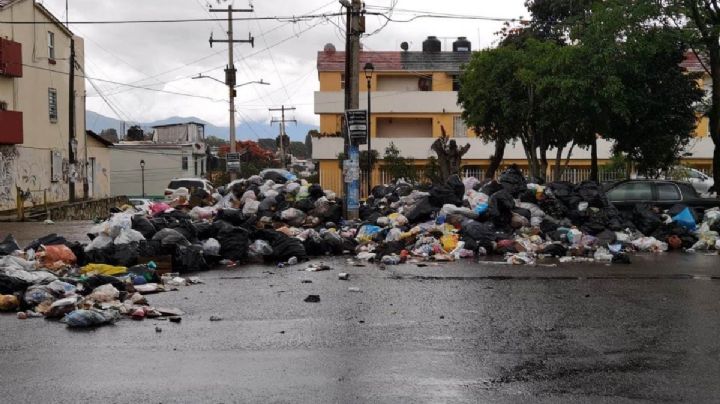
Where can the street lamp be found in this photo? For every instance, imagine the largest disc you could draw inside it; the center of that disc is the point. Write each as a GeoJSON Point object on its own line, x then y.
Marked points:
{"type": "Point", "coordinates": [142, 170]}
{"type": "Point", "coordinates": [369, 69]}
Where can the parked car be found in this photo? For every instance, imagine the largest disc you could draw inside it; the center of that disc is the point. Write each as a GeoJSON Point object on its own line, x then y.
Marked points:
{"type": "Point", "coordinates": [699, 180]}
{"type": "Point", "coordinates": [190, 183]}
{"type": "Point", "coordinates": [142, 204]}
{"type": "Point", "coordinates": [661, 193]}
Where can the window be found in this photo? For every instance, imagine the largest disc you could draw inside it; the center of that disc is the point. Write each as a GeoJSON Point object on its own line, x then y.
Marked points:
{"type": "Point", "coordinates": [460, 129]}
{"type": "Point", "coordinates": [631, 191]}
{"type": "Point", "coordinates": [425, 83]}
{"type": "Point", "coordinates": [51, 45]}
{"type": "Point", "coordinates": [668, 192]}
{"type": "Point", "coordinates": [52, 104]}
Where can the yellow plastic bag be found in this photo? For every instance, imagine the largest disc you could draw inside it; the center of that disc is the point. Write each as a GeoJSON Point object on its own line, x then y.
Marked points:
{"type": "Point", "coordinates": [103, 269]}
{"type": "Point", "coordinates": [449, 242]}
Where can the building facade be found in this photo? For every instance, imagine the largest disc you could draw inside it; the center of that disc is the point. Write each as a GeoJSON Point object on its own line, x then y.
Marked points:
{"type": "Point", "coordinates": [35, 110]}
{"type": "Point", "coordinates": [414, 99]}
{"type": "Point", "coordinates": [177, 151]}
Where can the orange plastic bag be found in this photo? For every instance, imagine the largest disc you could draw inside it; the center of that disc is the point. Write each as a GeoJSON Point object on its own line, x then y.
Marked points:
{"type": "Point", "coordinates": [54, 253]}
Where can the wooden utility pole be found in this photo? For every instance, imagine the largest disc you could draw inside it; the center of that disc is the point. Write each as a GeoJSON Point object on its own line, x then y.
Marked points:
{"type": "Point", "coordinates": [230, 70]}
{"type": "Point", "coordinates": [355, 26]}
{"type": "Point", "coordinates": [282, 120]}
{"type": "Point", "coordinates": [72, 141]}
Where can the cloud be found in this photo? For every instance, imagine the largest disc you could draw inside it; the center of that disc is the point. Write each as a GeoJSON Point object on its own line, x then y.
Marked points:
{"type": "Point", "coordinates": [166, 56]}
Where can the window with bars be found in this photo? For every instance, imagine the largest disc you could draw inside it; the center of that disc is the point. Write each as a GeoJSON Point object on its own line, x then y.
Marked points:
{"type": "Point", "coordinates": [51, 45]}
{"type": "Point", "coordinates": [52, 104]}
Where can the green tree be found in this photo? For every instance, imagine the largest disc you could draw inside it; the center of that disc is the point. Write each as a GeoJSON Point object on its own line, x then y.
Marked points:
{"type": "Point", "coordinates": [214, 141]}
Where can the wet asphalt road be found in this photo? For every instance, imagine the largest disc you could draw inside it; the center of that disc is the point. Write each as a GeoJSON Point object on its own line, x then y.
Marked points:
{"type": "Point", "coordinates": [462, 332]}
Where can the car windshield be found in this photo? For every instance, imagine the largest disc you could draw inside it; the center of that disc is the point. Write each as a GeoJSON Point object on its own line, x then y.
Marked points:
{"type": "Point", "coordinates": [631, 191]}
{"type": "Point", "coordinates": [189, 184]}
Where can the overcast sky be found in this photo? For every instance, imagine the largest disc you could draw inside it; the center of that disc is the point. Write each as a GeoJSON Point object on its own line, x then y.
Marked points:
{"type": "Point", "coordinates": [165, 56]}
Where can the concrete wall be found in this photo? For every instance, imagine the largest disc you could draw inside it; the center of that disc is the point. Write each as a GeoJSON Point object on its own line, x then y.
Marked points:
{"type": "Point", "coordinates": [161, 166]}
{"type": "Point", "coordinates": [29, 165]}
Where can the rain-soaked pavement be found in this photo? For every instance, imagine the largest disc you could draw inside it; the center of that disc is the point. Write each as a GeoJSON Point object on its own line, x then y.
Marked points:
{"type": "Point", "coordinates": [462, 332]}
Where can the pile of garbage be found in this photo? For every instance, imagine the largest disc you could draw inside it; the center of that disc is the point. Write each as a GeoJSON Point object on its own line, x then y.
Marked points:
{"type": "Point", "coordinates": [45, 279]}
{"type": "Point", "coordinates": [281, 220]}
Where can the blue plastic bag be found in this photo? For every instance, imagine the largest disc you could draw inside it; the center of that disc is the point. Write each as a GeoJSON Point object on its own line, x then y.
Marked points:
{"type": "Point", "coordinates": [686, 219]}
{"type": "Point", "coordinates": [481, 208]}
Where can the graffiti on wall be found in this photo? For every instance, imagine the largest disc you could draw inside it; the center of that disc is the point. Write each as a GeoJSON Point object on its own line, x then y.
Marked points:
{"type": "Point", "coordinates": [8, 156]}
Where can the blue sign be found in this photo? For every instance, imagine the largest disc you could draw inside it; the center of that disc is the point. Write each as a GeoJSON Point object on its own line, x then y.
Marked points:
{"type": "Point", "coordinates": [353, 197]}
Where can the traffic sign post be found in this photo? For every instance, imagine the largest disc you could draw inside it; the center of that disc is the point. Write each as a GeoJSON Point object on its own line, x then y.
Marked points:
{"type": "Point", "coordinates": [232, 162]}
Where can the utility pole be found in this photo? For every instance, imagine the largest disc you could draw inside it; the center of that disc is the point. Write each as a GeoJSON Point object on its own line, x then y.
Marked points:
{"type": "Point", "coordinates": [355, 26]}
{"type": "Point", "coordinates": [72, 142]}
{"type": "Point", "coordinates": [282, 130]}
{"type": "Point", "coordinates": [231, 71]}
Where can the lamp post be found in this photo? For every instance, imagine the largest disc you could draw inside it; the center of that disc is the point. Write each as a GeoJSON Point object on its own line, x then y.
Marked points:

• • • •

Exact copy, no images: rewrite the entire listing above.

Where can the street lamp be found in this photo? For every instance, imagine the largest disc you could draw inside it; the center of that disc is the point. Write each as a GeoJSON Point object on its own line, x then y.
Marked points:
{"type": "Point", "coordinates": [142, 170]}
{"type": "Point", "coordinates": [369, 69]}
Where can the parked car be found in this photo? For every instance, imagine the largest disc you could draw inside it; the center of that disc is the point. Write each as a GeoJSON Point object on its own line, x then y.
Marked points:
{"type": "Point", "coordinates": [699, 180]}
{"type": "Point", "coordinates": [190, 183]}
{"type": "Point", "coordinates": [142, 204]}
{"type": "Point", "coordinates": [661, 193]}
Where can the window be found in this photo? For every instance, imagine the largest disc you could draw inside it; the center of that disc is the point. Write each as a GeoJSON Point object on its own line, x then y.
Marked points:
{"type": "Point", "coordinates": [460, 129]}
{"type": "Point", "coordinates": [631, 191]}
{"type": "Point", "coordinates": [425, 83]}
{"type": "Point", "coordinates": [51, 45]}
{"type": "Point", "coordinates": [668, 192]}
{"type": "Point", "coordinates": [52, 104]}
Where can the yellow plastic bag be found in this photo? For every instance, imagine the largest disc you could draw inside it; the center of that disc is the point. Write each as a GeoJSON Point object on its own line, x then y.
Marked points:
{"type": "Point", "coordinates": [103, 269]}
{"type": "Point", "coordinates": [449, 242]}
Where can the building facade be found in this photo? For every instance, imagine the largest disc you could draw inside it; the center of that disc is the point. Write each as a GeoJSON Point object on its own line, x then y.
Marked points:
{"type": "Point", "coordinates": [35, 110]}
{"type": "Point", "coordinates": [414, 99]}
{"type": "Point", "coordinates": [177, 151]}
Where can the orange plastic bag be found in this photo? For every instance, imagine the largest disc you could draw inside it; the center of that disc is the point. Write each as a GeoJSON Point object on its own line, x then y.
Marked points:
{"type": "Point", "coordinates": [54, 253]}
Where can the wooden utility pole be found in this photo? For every instance, imagine the largest disc you could draw inside it; the center of that disc is the point. Write each as a GeoJSON Point object on its own line, x then y.
Marked points:
{"type": "Point", "coordinates": [230, 70]}
{"type": "Point", "coordinates": [355, 26]}
{"type": "Point", "coordinates": [282, 120]}
{"type": "Point", "coordinates": [72, 141]}
Where can the cloud be found in this photo? For every instance, imagine the largest disc you could draw inside it; the center of that disc is the point. Write each as a GeoJSON Point object on its own line, x then y.
Marked points:
{"type": "Point", "coordinates": [166, 56]}
Where can the window with bars be found in this photo? For every instance, imagine the largest disc you could draw inside it; the center of that disc is the point. Write each as a GeoJSON Point object on its own line, x then y.
Marked points:
{"type": "Point", "coordinates": [51, 45]}
{"type": "Point", "coordinates": [52, 104]}
Where can the green tree be found in this photo? For every instance, imagine the largest disc you could draw inside it; the center of that disc is the point. Write each as a GeoJSON Point object on its own line, x then y.
Marked points:
{"type": "Point", "coordinates": [214, 141]}
Where can the wet asphalt road be found in this photo? For every instance, imagine the largest disc you could draw inside it; the center of that disc is the point. Write each as a GeoJSON Point object on its own line, x then y.
Marked points:
{"type": "Point", "coordinates": [462, 332]}
Where can the car windshield be found in this photo? For every instance, imagine the largest disc you could draw inside it; the center of that disc is the point. Write each as a GeoJSON Point object on its own line, x then y.
Marked points:
{"type": "Point", "coordinates": [631, 191]}
{"type": "Point", "coordinates": [189, 184]}
Where can the overcast sky be found in this photo? For every instance, imagine the largest disc you could draw inside it; the center of that disc is the point. Write each as a GeoJSON Point object on its own line, x then y.
Marked points:
{"type": "Point", "coordinates": [165, 56]}
Where can the concrete wall be found in this photo? For every instance, imagine the largest disc you could draw inside it; the center of that disc is the point. Write each as a GeoJSON Point object on its own line, x then y.
Marked points:
{"type": "Point", "coordinates": [161, 166]}
{"type": "Point", "coordinates": [29, 165]}
Where can the rain-soaked pavement be found in this photo? For every instance, imagine the largest disc you could draw inside it; the center of that disc is the point. Write each as a GeoJSON Point object on its own line, x then y.
Marked points:
{"type": "Point", "coordinates": [462, 332]}
Where can the pile of garbage be found in this photo? For every instance, imagine the largest disc you could draw inside it; the center of that disc is the point. Write each as a GeoJSON Point object on its own line, x then y.
Marked points:
{"type": "Point", "coordinates": [45, 279]}
{"type": "Point", "coordinates": [281, 220]}
Where can the blue plastic bag be found in this photo? For every instance, imagine the largest disc you could draw inside it; the center of that disc is the point. Write each as a GeoJSON Point object on its own line, x then y.
Marked points:
{"type": "Point", "coordinates": [686, 219]}
{"type": "Point", "coordinates": [481, 208]}
Where can the graffiti on wall be found in this photo? For every instance, imagine the largest disc you could draw inside it; the center of that disc is the point. Write each as a GeoJSON Point object on its own line, x then y.
Marked points:
{"type": "Point", "coordinates": [8, 156]}
Where can the blue sign be found in this photo? For every instance, imagine the largest disc you could draw inside it; the center of that disc is the point. Write each as a GeoJSON Point object on its own line, x then y.
Marked points:
{"type": "Point", "coordinates": [353, 197]}
Where can the traffic sign post be found in this photo? For every instance, imagine the largest disc you could draw inside it; the center of that disc is the point. Write each as a GeoJSON Point object on its own line, x then y.
Marked points:
{"type": "Point", "coordinates": [232, 162]}
Where can the utility pole be found in this photo? For every instance, imagine the largest disc you could draw inside it; the center of that disc is the point. Write each as a GeoJSON Point object on its own line, x then y.
Marked points:
{"type": "Point", "coordinates": [355, 26]}
{"type": "Point", "coordinates": [72, 142]}
{"type": "Point", "coordinates": [282, 130]}
{"type": "Point", "coordinates": [231, 71]}
Where can the lamp post be found in this photo? For every instance, imagine the largest disc you could draw inside it; the center of that disc is the point. Write each as a GeoJSON Point object on its own line, x then y.
Marked points:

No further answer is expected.